- GIVEN INFORMATION -
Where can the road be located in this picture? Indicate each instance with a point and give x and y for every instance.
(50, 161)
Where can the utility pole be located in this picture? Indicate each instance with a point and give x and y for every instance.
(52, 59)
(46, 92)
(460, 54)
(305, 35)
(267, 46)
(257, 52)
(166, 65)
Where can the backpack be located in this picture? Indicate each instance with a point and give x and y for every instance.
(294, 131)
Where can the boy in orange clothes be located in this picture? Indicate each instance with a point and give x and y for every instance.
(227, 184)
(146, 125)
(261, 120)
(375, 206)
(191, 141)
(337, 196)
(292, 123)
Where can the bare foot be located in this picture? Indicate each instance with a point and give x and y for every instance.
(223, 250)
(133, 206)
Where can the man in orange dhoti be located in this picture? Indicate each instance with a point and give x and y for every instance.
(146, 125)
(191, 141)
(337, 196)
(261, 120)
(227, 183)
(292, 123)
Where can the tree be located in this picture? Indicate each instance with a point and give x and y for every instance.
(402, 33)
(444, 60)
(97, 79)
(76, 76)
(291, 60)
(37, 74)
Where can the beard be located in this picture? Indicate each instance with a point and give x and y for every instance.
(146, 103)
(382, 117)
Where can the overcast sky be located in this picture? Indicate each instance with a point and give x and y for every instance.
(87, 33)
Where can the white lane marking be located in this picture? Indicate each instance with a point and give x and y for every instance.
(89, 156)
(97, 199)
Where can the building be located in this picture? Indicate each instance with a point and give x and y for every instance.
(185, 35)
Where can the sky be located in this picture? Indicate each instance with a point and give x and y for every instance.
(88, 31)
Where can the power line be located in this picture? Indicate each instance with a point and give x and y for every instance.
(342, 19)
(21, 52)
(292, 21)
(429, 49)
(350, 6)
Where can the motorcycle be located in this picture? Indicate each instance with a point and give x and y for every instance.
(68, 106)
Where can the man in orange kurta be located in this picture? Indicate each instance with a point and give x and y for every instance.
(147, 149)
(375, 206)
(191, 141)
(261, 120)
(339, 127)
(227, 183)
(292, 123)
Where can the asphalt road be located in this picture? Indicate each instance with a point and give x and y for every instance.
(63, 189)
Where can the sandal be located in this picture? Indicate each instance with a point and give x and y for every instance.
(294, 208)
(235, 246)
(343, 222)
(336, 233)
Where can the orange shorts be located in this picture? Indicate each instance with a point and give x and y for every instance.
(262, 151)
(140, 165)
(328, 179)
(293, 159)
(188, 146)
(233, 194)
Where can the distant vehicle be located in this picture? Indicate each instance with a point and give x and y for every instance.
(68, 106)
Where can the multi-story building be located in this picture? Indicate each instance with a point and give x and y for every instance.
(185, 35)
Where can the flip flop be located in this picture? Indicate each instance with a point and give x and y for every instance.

- WHAT IS BEING ASKED -
The data above needs retyping. Reproduce each line exactly.

- PROBLEM SOLUTION -
Where can the road be located in this picture? Indicate each instance with a point and give x and y for every instance.
(50, 161)
Where can the utility pole be located in this picture? Indicate each instance with a point and give x and y for every instance.
(52, 59)
(46, 92)
(460, 54)
(305, 35)
(267, 46)
(257, 52)
(166, 65)
Where can the backpack be located in this picture? Indicate each instance with a point and give x and y for every instance.
(294, 131)
Where can the boy in orange clothes be located in this picture? Indicate each instance with a point and give x and y for every instance.
(227, 184)
(146, 125)
(261, 120)
(375, 206)
(191, 141)
(337, 196)
(292, 123)
Where can the bare foot be located in this picture? Indicate each instance with a point and give x and y for every instance.
(223, 250)
(133, 206)
Where can the man in orange dhoti be located in this picture? Indicate each instance with a point and give x and y for every instance.
(146, 125)
(191, 141)
(337, 196)
(261, 120)
(227, 183)
(292, 123)
Where can the tree be located in this picture? Indicate each instance with a point and give x and y for every instance.
(402, 33)
(444, 60)
(97, 79)
(76, 76)
(291, 60)
(37, 74)
Where can the beard be located in this picture? Indicate each instance with a point and give x and y for every instance.
(146, 103)
(382, 117)
Where can the overcast sky be located in this picture? Indicate each instance with a point and give x and y for every instance.
(87, 33)
Where can the white lane marking be located in this picture? Indicate each instance with a point and give x and y for every instance.
(89, 156)
(97, 199)
Where can the building be located in this picture? Indicate each instance with a point and give x and y for every instance.
(185, 35)
Where can the sky be located in this picture? Indicate each instance with a point and give x and y for every instance.
(88, 31)
Where can the power line be located in this picture? Indicate each instance with a point and give x and y for every instance.
(342, 19)
(21, 52)
(292, 21)
(429, 49)
(350, 6)
Where can the motorcycle be located in this picture? Indicate each instance with a point and give x and y for every instance.
(68, 106)
Where can the man in orange kurta be located in this picture? Indicate each instance with a point and give x and y for every instance.
(147, 149)
(375, 206)
(191, 141)
(261, 120)
(339, 127)
(227, 183)
(292, 123)
Where can the asphalt road be located in this picture? Indicate each instance with a point and give x and y for every instance.
(63, 189)
Where can the sandal be located in this picture? Indicate each instance with a point and give x and y for every instance.
(294, 208)
(235, 246)
(343, 222)
(336, 233)
Where can the orange shorts be located in this picture? Indicate each instance with a point and give x and y for every instance.
(262, 151)
(140, 165)
(328, 179)
(293, 159)
(188, 146)
(233, 194)
Where can the distant vehicle be located in this picture? Indicate each instance with a point and give x and y for every instance.
(68, 106)
Where can the multi-story building be located in this picture? Indicate each instance with a point and give x and y for every instance.
(185, 35)
Where can the flip flop be located in this picture? Indicate each instance with a point and give x and y for every instance.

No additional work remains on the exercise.